- _Text shown_
┌──

I mean to say that the four colors allow no color to touch the same color on and edge (but the areas may share a vertex point).

Salem
05-14-2004, 01:42 PM
Ah, the old favourites....
http://www.google.com/search?q=4+colour+map+problem

axon
05-14-2004, 01:51 PM
>>Can anyone prove me wrong?

LOL...pft, why would we prove you wrong, if you didn't come up with that.

BTW, in my data structures and discrete math class, our prof said he will give out an A for the course if anyone can prove the theroem wrong...

Zach L.
05-14-2004, 02:47 PM
>> Can anyone prove me wrong?
Given a satisfactory set of axioms, quite easily.

RoD
05-14-2004, 03:13 PM
>>Can anyone prove me wrong?

Yes. Your are wrong because i am right. I cannot be wrong because i am right. There fore if im always right and you are not me, you are wrong and therefore i have proved you to be wrong.

DavidP
05-14-2004, 03:28 PM
try coloring this map with only 4 colors....

(yes the land formation is completely unrealistic, but still!)

jlou
05-14-2004, 03:39 PM
try coloring this map with only 4 colors....

(yes the land formation is completely unrealistic, but still!)Make the yellow and the green areas both be green, then make the uncolored area be yellow.

jlou
05-14-2004, 03:42 PM
Or if you wanted to fill in every area:

Glirk Dient
05-14-2004, 03:43 PM
What about a square divided into 4 equal parts(4 smaller squares) and completely surrounded by the same land.

Zach L.
05-14-2004, 04:58 PM
As I said, you just gotta play around with the axioms a bit. Here is a representation of one which (I am fairly sure, correct me if I am wrong) cannot be colored with only four colors. Its been umm... compressed sorta because I have no artistic skill, and a planar 2D space probably would not work for this kind of graph anyway, but the dots are colorable regions, and the lines between them signify that they share an edge.

DavidP
05-14-2004, 05:19 PM
echo Glirk Dient and Zach L.

JaWiB
05-14-2004, 06:59 PM
I'm assuming the theorem does not allow regions to lie entirely around other ones...If that's not the case then Glirk Dient is probably right. I've tried to represent Zach's here on top and Glirk's on bottom. Zach's doesn't seem to work because one of the colors (in this case, the green) would have to cross over another one. (The green could be light blue)

Edit: I accidentally didn't make the yellow area connect to the green on the top one, but it wouldn't make a difference

jlou
05-14-2004, 08:12 PM
Glirk Dient's won't work, because two areas are allowed to have the same color if they only touch at a point (the areas may share a vertex point).

In the top one for JaWiB, the light blue can be changed to dark green.

In the bottom one, I assume the light blue and the dark blue overlap by more than just a vertex. If so, the red one can be turned yellow (or the yellow can be turned red). If not, then it is like Glirk Dient's comment, and you only need three colors.

└──

- _Extracted records_
┌──

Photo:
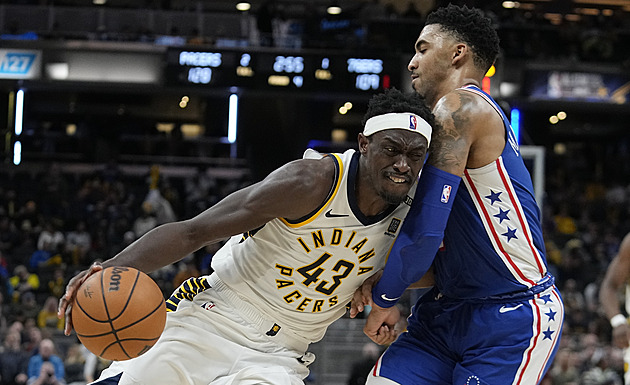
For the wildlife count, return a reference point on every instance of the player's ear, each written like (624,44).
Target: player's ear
(459,53)
(363,143)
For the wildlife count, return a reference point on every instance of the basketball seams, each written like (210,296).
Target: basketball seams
(129,295)
(109,318)
(125,301)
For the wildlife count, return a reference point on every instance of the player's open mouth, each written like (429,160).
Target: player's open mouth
(397,179)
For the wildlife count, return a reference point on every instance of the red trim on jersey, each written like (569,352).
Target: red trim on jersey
(522,221)
(555,339)
(493,231)
(532,346)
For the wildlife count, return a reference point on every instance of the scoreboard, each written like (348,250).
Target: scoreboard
(334,72)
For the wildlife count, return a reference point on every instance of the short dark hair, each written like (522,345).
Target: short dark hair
(473,28)
(393,100)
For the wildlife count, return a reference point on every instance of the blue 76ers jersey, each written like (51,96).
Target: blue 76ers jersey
(493,242)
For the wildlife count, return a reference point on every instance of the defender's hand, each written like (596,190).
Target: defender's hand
(380,325)
(363,295)
(66,301)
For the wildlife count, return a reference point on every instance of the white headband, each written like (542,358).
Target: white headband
(398,120)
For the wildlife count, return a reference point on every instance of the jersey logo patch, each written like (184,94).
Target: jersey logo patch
(274,330)
(393,226)
(329,214)
(446,193)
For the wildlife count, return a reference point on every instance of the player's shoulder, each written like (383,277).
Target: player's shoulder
(308,172)
(464,109)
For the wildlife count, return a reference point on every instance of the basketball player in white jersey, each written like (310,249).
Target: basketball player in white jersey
(302,241)
(617,276)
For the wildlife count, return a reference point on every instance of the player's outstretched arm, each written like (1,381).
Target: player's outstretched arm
(617,274)
(292,191)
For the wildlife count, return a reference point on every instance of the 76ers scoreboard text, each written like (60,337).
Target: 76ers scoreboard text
(265,70)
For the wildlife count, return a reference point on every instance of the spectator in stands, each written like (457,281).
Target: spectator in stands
(146,221)
(57,283)
(74,365)
(27,308)
(49,246)
(47,316)
(31,338)
(13,360)
(78,243)
(50,238)
(46,367)
(29,218)
(22,282)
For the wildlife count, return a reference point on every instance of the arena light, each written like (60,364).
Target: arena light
(232,118)
(515,122)
(243,6)
(19,111)
(17,153)
(333,10)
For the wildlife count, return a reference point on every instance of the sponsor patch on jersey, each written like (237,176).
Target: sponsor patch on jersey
(274,330)
(446,193)
(393,226)
(413,122)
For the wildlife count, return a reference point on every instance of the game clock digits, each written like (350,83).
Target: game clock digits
(271,70)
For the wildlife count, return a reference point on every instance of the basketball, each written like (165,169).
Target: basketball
(119,313)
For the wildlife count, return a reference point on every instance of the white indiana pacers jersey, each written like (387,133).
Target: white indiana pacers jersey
(302,274)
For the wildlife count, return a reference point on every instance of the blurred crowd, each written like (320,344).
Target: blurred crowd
(55,223)
(546,31)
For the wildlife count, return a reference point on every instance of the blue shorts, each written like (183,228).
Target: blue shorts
(492,341)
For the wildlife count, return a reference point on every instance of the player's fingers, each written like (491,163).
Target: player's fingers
(68,326)
(71,288)
(385,335)
(356,305)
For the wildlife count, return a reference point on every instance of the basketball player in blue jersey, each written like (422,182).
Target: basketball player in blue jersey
(494,316)
(302,241)
(617,279)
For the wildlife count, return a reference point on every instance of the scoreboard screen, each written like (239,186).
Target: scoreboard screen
(272,70)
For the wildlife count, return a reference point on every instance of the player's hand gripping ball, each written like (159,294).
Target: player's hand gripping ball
(119,313)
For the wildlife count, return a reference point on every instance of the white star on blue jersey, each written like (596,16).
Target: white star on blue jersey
(546,298)
(510,234)
(494,197)
(548,333)
(502,215)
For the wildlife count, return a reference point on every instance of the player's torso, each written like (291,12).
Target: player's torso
(306,272)
(493,241)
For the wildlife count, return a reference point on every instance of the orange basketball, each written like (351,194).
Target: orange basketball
(119,313)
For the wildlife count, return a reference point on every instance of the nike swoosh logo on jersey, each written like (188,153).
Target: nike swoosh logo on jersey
(329,214)
(505,309)
(388,299)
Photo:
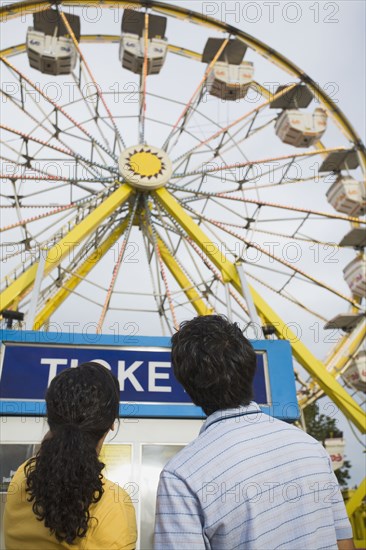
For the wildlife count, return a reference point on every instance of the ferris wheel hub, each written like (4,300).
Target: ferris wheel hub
(145,167)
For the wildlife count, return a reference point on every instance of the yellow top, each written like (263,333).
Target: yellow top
(115,528)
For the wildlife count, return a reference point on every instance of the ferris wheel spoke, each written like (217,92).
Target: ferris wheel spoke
(143,81)
(288,297)
(27,221)
(58,109)
(252,112)
(195,95)
(84,162)
(218,276)
(215,196)
(276,258)
(155,277)
(26,138)
(185,280)
(100,94)
(161,265)
(259,161)
(117,265)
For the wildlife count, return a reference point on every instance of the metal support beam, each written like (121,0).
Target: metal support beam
(36,290)
(301,353)
(186,285)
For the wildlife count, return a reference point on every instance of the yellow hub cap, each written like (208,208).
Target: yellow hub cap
(145,167)
(145,164)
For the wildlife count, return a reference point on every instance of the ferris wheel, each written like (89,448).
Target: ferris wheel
(151,173)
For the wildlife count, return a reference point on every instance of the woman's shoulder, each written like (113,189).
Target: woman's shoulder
(114,518)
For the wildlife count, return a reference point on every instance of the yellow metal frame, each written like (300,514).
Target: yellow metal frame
(303,355)
(356,510)
(15,10)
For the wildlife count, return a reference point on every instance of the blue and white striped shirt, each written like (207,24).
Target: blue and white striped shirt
(249,481)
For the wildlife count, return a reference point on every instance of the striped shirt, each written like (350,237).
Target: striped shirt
(249,481)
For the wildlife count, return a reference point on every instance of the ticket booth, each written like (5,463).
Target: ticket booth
(157,417)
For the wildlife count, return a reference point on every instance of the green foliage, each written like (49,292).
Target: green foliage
(321,426)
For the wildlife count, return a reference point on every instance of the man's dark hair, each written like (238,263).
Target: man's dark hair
(214,362)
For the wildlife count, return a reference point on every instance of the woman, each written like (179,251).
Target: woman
(59,498)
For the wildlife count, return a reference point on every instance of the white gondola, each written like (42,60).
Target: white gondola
(355,275)
(230,76)
(355,375)
(346,196)
(301,129)
(230,82)
(132,49)
(335,448)
(133,44)
(49,49)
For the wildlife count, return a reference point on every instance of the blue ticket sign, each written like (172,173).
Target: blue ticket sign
(29,361)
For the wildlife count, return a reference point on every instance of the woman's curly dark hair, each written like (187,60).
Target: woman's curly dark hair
(64,478)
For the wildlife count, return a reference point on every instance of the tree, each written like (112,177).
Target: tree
(321,426)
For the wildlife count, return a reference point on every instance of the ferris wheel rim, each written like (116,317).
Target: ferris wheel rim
(13,10)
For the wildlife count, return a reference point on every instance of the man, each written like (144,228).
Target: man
(248,481)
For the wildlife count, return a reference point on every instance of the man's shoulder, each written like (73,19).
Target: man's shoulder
(209,445)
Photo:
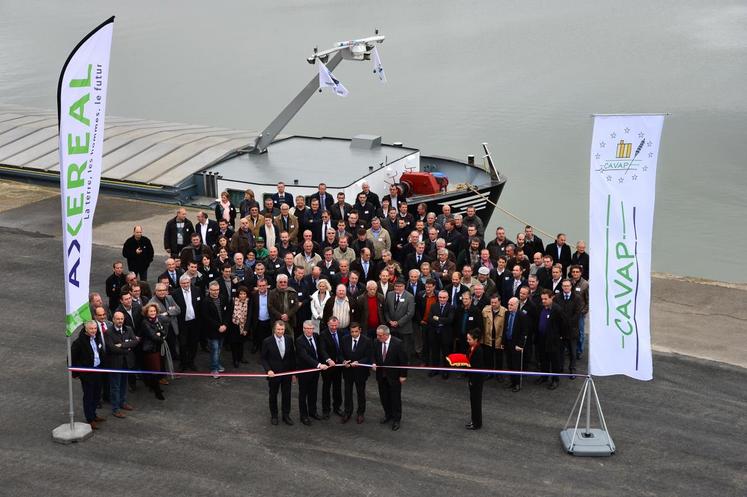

└──

Please give a continuation of the four-color map thread, starting after its last post. The entries are separate material and not part of the four-color map thread.

- _Response to the task_
I don't see areas in Zach L.'s picture. How does it apply?

DavidP
05-14-2004, 08:49 PM
Zach's is more theoretical. His wont actually work on a single 2d plane, but would require a 3 dimensional representation because he has overlapping lines.

Zach L.
05-14-2004, 09:56 PM
Zach's is more theoretical. His wont actually work on a single 2d plane, but would require a 3 dimensional representation because he has overlapping lines.
Precisely! :D

jlou, as for the picture, I just decomposed it into the more graph theoretical representation. The maps can be represented as points (the colored areas), with lines connecting them (indicating that the two regions share an edge). The primary motivation for that particular representation is that I have no artistic skill.

jlou
05-14-2004, 11:29 PM
Of course, since you use three dimensional space. I believe the Four Color Theorem assumes a single plane. If you could create a map in two dimensions then I'd be impressed.

Zach L.
05-15-2004, 07:13 AM
That was my point. It is easy if you change the assumptions, and probably impossible if you don't. :)

Perspective
05-15-2004, 08:04 AM
alright, ill take a shot at it.

*note: black region counts as a region that needs to be coloured. I guess i could have used orange or something :rolleyes:

anonytmouse
05-15-2004, 09:09 AM
Change the inner black to blue and the outer black to yellow.

According to this page:


http://www.math.gatech.edu/~thomas/FC/fourcolor.html
The next major contribution came from Birkhoff whose work allowed Franklin in 1922 to prove that the four color conjecture is true for maps with at most 25 regions.

So if you want to 'solve' it maybe you should try using more than 25 regions.

scrappy
05-15-2004, 04:05 PM
hmm.. how about this?

Glirk Dient
05-15-2004, 04:24 PM
color red gree and and the middle and outside red.

anonytmouse
05-15-2004, 04:48 PM
Back to kindergarten.

ZerOrDie
05-15-2004, 07:04 PM
>>Can anyone prove me wrong?

LOL...pft, why would we prove you wrong, if you didn't come up with that.

BTW, in my data structures and discrete math class, our prof said he will give out an A for the course if anyone can prove the theroem wrong...

I bet he would seeing as it would make your prof instantly famous. No one has proved or disproved the theorem for a map of more than 25 regions. The proof published by Appel-Haken is not accepted and will not be accepted for a couple reasons.

1). Parts are done on computers and cannot be verified by hand.
2). No one has been able to check the rest of the proof in it's entirety.

Glirk Dient
05-15-2004, 11:15 PM
Can anyone link to a site that says in the theorem the regions cannot touch at a point? I searched and didnt find anything about that.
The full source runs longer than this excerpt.